Collect every line in the entries below that contains the word "falling", and copy each one out in full. Count a line only if the word matches in case.

§

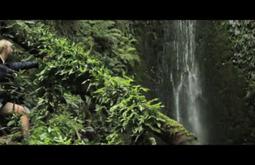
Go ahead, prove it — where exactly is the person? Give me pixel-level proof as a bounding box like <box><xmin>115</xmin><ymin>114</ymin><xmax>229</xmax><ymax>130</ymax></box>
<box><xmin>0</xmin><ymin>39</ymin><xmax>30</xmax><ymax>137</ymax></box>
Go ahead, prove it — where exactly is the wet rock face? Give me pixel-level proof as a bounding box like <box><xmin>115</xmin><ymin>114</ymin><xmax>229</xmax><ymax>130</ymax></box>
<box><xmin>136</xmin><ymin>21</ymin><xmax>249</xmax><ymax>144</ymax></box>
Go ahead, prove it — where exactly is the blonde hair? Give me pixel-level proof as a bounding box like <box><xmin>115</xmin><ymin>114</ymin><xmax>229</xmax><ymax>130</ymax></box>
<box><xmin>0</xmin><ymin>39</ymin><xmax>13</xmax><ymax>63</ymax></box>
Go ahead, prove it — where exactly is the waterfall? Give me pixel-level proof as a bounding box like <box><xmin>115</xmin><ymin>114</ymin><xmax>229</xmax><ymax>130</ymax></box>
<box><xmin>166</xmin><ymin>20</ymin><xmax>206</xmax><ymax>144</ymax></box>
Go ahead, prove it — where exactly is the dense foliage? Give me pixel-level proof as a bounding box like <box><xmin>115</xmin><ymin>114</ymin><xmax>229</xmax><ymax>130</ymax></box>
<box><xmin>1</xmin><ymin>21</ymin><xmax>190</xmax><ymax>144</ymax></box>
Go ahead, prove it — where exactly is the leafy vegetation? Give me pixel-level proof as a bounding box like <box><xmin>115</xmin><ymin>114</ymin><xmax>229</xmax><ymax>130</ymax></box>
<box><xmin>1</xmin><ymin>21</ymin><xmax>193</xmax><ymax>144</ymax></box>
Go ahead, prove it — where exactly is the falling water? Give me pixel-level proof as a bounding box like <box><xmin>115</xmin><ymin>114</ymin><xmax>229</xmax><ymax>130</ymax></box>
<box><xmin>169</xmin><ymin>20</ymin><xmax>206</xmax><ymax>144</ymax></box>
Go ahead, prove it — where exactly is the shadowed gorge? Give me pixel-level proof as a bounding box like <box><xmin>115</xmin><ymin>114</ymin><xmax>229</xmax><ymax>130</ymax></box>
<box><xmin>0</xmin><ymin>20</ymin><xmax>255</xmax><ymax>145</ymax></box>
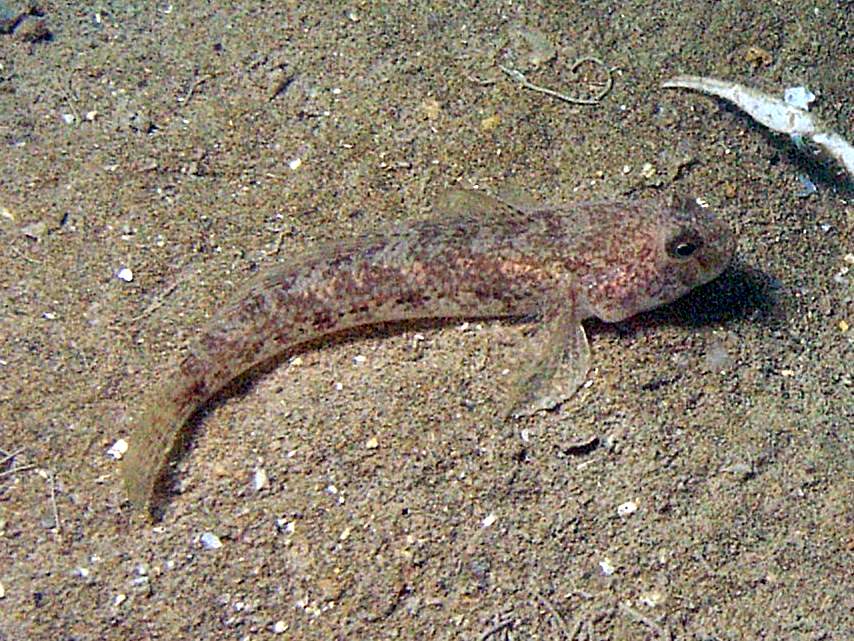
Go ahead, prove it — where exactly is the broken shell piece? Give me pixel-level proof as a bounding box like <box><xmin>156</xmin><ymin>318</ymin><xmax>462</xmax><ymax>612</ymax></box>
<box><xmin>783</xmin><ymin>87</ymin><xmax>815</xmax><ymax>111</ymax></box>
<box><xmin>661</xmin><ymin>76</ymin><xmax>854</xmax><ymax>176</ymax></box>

§

_Response_
Go ahead, prove it — where exactly is the falling water? Give me pixel-level proof as a bounding box like <box><xmin>115</xmin><ymin>114</ymin><xmax>229</xmax><ymax>130</ymax></box>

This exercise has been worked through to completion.